WHAT TO PRODUCE >> Please transcribe every line of the records below character for character.

(Entries of extracted data)
::::

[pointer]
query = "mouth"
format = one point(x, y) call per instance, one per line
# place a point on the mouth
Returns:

::::

TASK OUTPUT >>
[pointer]
query = "mouth"
format = one point(x, y) call per instance, one per line
# place a point on the mouth
Returns:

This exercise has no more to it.